제공된 정보

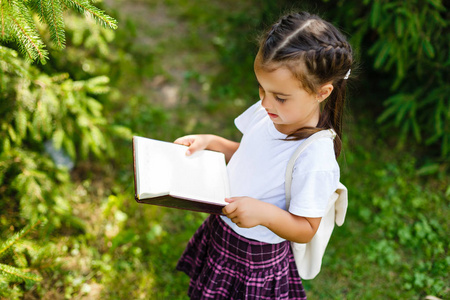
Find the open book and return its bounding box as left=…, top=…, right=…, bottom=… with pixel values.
left=133, top=136, right=230, bottom=214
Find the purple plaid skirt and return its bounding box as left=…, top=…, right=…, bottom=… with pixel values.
left=177, top=215, right=306, bottom=300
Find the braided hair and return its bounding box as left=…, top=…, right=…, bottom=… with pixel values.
left=257, top=12, right=353, bottom=156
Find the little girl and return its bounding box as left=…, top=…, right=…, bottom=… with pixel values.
left=175, top=12, right=352, bottom=299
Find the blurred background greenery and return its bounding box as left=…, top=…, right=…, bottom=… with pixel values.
left=0, top=0, right=450, bottom=299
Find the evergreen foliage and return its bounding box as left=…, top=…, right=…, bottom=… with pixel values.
left=0, top=218, right=54, bottom=299
left=0, top=0, right=117, bottom=63
left=324, top=0, right=450, bottom=162
left=0, top=46, right=120, bottom=225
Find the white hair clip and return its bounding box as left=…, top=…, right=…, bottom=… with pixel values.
left=344, top=69, right=352, bottom=79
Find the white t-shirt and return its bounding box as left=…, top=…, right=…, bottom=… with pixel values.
left=222, top=101, right=339, bottom=244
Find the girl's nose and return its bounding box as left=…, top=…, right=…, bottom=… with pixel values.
left=261, top=95, right=270, bottom=109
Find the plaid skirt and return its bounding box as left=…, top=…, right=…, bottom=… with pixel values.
left=177, top=215, right=306, bottom=300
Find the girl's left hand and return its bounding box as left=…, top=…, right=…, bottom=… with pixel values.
left=222, top=197, right=270, bottom=228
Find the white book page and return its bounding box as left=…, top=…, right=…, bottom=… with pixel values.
left=170, top=151, right=230, bottom=204
left=135, top=137, right=230, bottom=204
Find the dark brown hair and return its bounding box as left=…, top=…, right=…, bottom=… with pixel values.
left=258, top=12, right=353, bottom=157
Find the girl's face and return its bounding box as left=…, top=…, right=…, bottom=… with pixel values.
left=255, top=64, right=326, bottom=135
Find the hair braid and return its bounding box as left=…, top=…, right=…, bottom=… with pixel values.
left=260, top=12, right=353, bottom=156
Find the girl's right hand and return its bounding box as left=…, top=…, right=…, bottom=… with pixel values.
left=174, top=134, right=211, bottom=156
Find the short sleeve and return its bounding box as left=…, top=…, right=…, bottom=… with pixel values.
left=289, top=139, right=340, bottom=218
left=234, top=100, right=264, bottom=133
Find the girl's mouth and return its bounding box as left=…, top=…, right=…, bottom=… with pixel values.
left=267, top=112, right=278, bottom=119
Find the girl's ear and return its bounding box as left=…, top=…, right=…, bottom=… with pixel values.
left=316, top=83, right=334, bottom=102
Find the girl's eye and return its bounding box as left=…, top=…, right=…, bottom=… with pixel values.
left=275, top=96, right=287, bottom=103
left=258, top=85, right=265, bottom=99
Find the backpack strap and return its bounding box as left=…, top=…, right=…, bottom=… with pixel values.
left=284, top=129, right=336, bottom=209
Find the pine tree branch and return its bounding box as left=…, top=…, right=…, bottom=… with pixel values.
left=8, top=1, right=47, bottom=63
left=0, top=0, right=6, bottom=40
left=62, top=0, right=117, bottom=29
left=0, top=219, right=43, bottom=257
left=45, top=0, right=66, bottom=49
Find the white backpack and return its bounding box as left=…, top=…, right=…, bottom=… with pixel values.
left=285, top=129, right=348, bottom=279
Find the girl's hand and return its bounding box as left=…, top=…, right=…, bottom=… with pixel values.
left=174, top=134, right=211, bottom=156
left=222, top=197, right=270, bottom=228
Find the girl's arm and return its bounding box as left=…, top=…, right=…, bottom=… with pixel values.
left=174, top=134, right=239, bottom=162
left=223, top=197, right=322, bottom=243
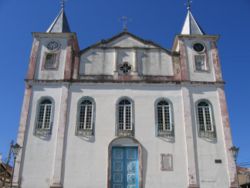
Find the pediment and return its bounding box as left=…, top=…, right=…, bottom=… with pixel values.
left=81, top=32, right=172, bottom=54
left=102, top=34, right=155, bottom=48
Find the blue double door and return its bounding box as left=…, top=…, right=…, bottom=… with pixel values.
left=111, top=147, right=139, bottom=188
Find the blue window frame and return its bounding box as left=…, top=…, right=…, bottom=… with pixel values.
left=111, top=147, right=139, bottom=188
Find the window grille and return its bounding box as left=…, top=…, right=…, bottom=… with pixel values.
left=157, top=100, right=174, bottom=137
left=197, top=101, right=216, bottom=138
left=118, top=99, right=133, bottom=136
left=194, top=54, right=208, bottom=71
left=36, top=99, right=52, bottom=134
left=77, top=100, right=94, bottom=135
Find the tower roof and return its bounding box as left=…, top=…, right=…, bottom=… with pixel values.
left=46, top=8, right=71, bottom=33
left=181, top=9, right=205, bottom=35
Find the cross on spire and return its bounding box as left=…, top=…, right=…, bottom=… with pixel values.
left=61, top=0, right=66, bottom=9
left=120, top=16, right=130, bottom=31
left=186, top=0, right=192, bottom=10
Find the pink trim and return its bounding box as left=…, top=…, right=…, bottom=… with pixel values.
left=26, top=38, right=40, bottom=80
left=180, top=41, right=189, bottom=81
left=13, top=84, right=32, bottom=186
left=64, top=39, right=73, bottom=80
left=211, top=42, right=222, bottom=81
left=51, top=85, right=69, bottom=187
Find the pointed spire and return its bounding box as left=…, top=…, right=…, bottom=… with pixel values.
left=181, top=0, right=205, bottom=35
left=46, top=0, right=71, bottom=33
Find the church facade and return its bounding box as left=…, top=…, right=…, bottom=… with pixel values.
left=14, top=4, right=237, bottom=188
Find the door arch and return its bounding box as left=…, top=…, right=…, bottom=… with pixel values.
left=107, top=137, right=143, bottom=188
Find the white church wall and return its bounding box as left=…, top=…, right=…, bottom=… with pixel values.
left=80, top=48, right=174, bottom=76
left=107, top=35, right=154, bottom=48
left=21, top=86, right=61, bottom=188
left=64, top=84, right=187, bottom=188
left=19, top=83, right=232, bottom=188
left=80, top=49, right=115, bottom=75
left=35, top=37, right=67, bottom=80
left=190, top=86, right=230, bottom=188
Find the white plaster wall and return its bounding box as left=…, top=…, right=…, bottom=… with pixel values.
left=21, top=86, right=61, bottom=188
left=79, top=49, right=115, bottom=75
left=107, top=35, right=154, bottom=48
left=184, top=39, right=215, bottom=81
left=64, top=84, right=187, bottom=188
left=80, top=48, right=174, bottom=76
left=190, top=86, right=230, bottom=188
left=142, top=49, right=174, bottom=76
left=35, top=38, right=67, bottom=80
left=22, top=83, right=232, bottom=188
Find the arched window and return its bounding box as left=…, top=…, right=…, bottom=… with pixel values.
left=117, top=99, right=133, bottom=136
left=156, top=100, right=174, bottom=137
left=77, top=99, right=94, bottom=135
left=197, top=101, right=215, bottom=137
left=36, top=99, right=53, bottom=134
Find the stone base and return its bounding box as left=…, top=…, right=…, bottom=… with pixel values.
left=50, top=184, right=63, bottom=188
left=188, top=184, right=200, bottom=188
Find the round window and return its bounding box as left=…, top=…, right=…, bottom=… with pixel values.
left=193, top=43, right=205, bottom=52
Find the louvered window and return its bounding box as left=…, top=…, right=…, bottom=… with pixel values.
left=36, top=99, right=53, bottom=134
left=197, top=101, right=215, bottom=137
left=77, top=99, right=94, bottom=135
left=118, top=99, right=133, bottom=136
left=157, top=100, right=174, bottom=137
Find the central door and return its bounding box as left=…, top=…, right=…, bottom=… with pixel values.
left=111, top=147, right=139, bottom=188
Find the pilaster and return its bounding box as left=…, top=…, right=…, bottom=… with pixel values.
left=26, top=38, right=40, bottom=80
left=13, top=83, right=32, bottom=187
left=179, top=41, right=190, bottom=81
left=182, top=87, right=199, bottom=188
left=50, top=84, right=69, bottom=188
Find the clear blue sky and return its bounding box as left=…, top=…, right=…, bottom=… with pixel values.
left=0, top=0, right=250, bottom=166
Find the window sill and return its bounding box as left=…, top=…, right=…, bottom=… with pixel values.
left=199, top=131, right=216, bottom=140
left=35, top=129, right=51, bottom=137
left=117, top=130, right=134, bottom=136
left=76, top=129, right=94, bottom=137
left=158, top=131, right=174, bottom=138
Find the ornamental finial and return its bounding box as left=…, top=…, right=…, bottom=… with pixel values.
left=61, top=0, right=66, bottom=9
left=186, top=0, right=192, bottom=10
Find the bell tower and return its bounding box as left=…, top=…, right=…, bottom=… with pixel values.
left=173, top=1, right=222, bottom=82
left=27, top=5, right=79, bottom=80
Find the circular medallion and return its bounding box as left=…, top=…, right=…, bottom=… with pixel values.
left=47, top=40, right=60, bottom=50
left=193, top=43, right=205, bottom=52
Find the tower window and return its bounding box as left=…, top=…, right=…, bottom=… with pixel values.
left=44, top=53, right=57, bottom=69
left=193, top=43, right=205, bottom=53
left=197, top=101, right=216, bottom=138
left=156, top=100, right=174, bottom=137
left=36, top=99, right=53, bottom=135
left=76, top=99, right=94, bottom=136
left=117, top=99, right=133, bottom=136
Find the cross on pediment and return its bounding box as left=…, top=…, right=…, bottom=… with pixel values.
left=120, top=62, right=131, bottom=74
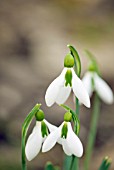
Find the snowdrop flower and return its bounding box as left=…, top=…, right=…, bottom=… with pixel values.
left=45, top=54, right=90, bottom=107
left=25, top=110, right=57, bottom=161
left=42, top=112, right=83, bottom=157
left=82, top=71, right=114, bottom=104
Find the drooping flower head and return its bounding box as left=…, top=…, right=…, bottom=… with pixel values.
left=82, top=51, right=114, bottom=104
left=25, top=110, right=57, bottom=161
left=45, top=54, right=90, bottom=107
left=42, top=112, right=83, bottom=157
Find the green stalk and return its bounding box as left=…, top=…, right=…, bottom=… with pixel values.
left=84, top=94, right=100, bottom=170
left=67, top=45, right=81, bottom=170
left=21, top=104, right=41, bottom=170
left=71, top=98, right=79, bottom=170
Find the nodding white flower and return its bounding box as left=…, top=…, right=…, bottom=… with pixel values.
left=25, top=119, right=57, bottom=161
left=42, top=121, right=83, bottom=157
left=45, top=67, right=90, bottom=107
left=82, top=71, right=114, bottom=104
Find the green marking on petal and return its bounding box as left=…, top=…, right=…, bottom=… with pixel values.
left=41, top=121, right=48, bottom=138
left=61, top=123, right=68, bottom=139
left=64, top=53, right=74, bottom=68
left=35, top=109, right=45, bottom=121
left=65, top=69, right=72, bottom=87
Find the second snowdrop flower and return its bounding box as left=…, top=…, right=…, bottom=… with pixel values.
left=82, top=71, right=114, bottom=104
left=25, top=110, right=57, bottom=161
left=45, top=54, right=90, bottom=107
left=42, top=112, right=83, bottom=157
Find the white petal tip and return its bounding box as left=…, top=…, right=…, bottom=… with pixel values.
left=86, top=100, right=91, bottom=108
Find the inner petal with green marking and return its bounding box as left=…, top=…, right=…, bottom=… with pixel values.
left=65, top=69, right=72, bottom=87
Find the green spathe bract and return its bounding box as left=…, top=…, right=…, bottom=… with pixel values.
left=64, top=53, right=74, bottom=68
left=64, top=112, right=72, bottom=122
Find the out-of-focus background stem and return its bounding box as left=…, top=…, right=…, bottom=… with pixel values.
left=0, top=0, right=114, bottom=170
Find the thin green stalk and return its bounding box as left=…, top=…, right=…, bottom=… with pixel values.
left=21, top=104, right=41, bottom=170
left=84, top=94, right=100, bottom=170
left=67, top=45, right=81, bottom=170
left=72, top=98, right=79, bottom=170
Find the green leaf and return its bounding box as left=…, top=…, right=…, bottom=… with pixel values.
left=60, top=104, right=80, bottom=135
left=99, top=156, right=112, bottom=170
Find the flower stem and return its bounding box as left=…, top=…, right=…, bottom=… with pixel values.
left=72, top=98, right=79, bottom=170
left=84, top=94, right=100, bottom=170
left=21, top=104, right=41, bottom=170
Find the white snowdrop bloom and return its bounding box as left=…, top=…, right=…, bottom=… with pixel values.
left=45, top=67, right=90, bottom=108
left=25, top=119, right=57, bottom=161
left=42, top=121, right=83, bottom=157
left=82, top=71, right=114, bottom=104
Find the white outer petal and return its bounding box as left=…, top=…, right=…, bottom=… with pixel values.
left=56, top=86, right=71, bottom=104
left=66, top=122, right=83, bottom=157
left=61, top=139, right=72, bottom=156
left=25, top=122, right=43, bottom=161
left=82, top=71, right=93, bottom=97
left=43, top=119, right=58, bottom=132
left=72, top=69, right=90, bottom=108
left=94, top=73, right=114, bottom=104
left=42, top=122, right=64, bottom=152
left=45, top=68, right=66, bottom=107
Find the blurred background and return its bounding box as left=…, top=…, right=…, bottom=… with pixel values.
left=0, top=0, right=114, bottom=170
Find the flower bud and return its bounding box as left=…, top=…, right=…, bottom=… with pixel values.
left=64, top=112, right=72, bottom=122
left=64, top=54, right=74, bottom=67
left=35, top=109, right=44, bottom=121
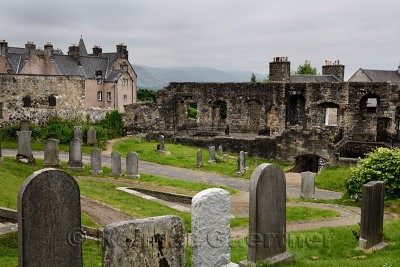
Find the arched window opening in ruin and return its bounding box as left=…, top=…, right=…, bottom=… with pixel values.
left=22, top=96, right=32, bottom=108
left=188, top=103, right=197, bottom=119
left=49, top=95, right=57, bottom=107
left=286, top=95, right=306, bottom=127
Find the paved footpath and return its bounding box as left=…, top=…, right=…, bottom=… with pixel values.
left=2, top=149, right=340, bottom=199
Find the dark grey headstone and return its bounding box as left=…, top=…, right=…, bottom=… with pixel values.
left=74, top=126, right=83, bottom=143
left=125, top=152, right=140, bottom=179
left=239, top=163, right=294, bottom=266
left=90, top=149, right=103, bottom=174
left=43, top=138, right=62, bottom=168
left=66, top=138, right=85, bottom=172
left=111, top=152, right=122, bottom=176
left=359, top=181, right=387, bottom=249
left=18, top=169, right=83, bottom=267
left=102, top=215, right=186, bottom=267
left=86, top=127, right=97, bottom=146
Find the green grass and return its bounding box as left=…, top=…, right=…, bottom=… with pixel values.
left=113, top=138, right=290, bottom=179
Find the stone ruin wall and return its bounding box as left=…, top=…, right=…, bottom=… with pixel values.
left=126, top=82, right=400, bottom=164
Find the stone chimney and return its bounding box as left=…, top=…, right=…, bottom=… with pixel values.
left=25, top=41, right=36, bottom=56
left=68, top=44, right=79, bottom=61
left=44, top=42, right=54, bottom=57
left=322, top=59, right=344, bottom=82
left=0, top=40, right=8, bottom=57
left=117, top=44, right=128, bottom=59
left=269, top=57, right=290, bottom=82
left=93, top=45, right=103, bottom=56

과제 요구 사항
위 항목에서 "Find the white book" 문구가 들어 있는 줄에서 시작해 "left=284, top=129, right=336, bottom=209" 문구가 들어 있는 줄에서 끝나는 부분을, 줄마다 문자열 하나씩 담은 JSON 목록으로 정리하세요. 양 끝 줄을 모두 넣고 빈 줄은 빼세요.

과제 답변
[
  "Find the white book page and return its bounding box as left=…, top=…, right=…, bottom=… with pixel values.",
  "left=170, top=151, right=230, bottom=204",
  "left=135, top=137, right=230, bottom=204",
  "Find the dark brown hair and return its bounding box as left=…, top=…, right=…, bottom=… with pixel values.",
  "left=258, top=12, right=353, bottom=157",
  "Find the girl's face and return its bounding box as left=…, top=…, right=…, bottom=… with pixel values.",
  "left=255, top=64, right=326, bottom=135",
  "Find the hair braid and return its bounding box as left=…, top=…, right=…, bottom=… with pixel values.",
  "left=260, top=12, right=353, bottom=156",
  "Find the girl's right hand and return its bounding box as left=…, top=…, right=…, bottom=… with pixel values.",
  "left=174, top=134, right=211, bottom=156",
  "Find the short sleeve and return its bounding box as left=…, top=…, right=…, bottom=… with pixel values.",
  "left=289, top=139, right=340, bottom=218",
  "left=234, top=100, right=264, bottom=133",
  "Find the girl's mouth and return its bounding box as left=…, top=…, right=…, bottom=… with pixel values.",
  "left=267, top=112, right=278, bottom=119",
  "Find the girl's ear and return its bounding box as left=…, top=…, right=…, bottom=… with pixel values.",
  "left=316, top=83, right=334, bottom=102",
  "Find the girl's eye and return its bounding box as left=…, top=…, right=…, bottom=… with pixel values.",
  "left=275, top=96, right=287, bottom=103",
  "left=258, top=85, right=265, bottom=99",
  "Find the backpack strap and return its bounding box as left=…, top=…, right=…, bottom=… with pixel values.",
  "left=284, top=129, right=336, bottom=209"
]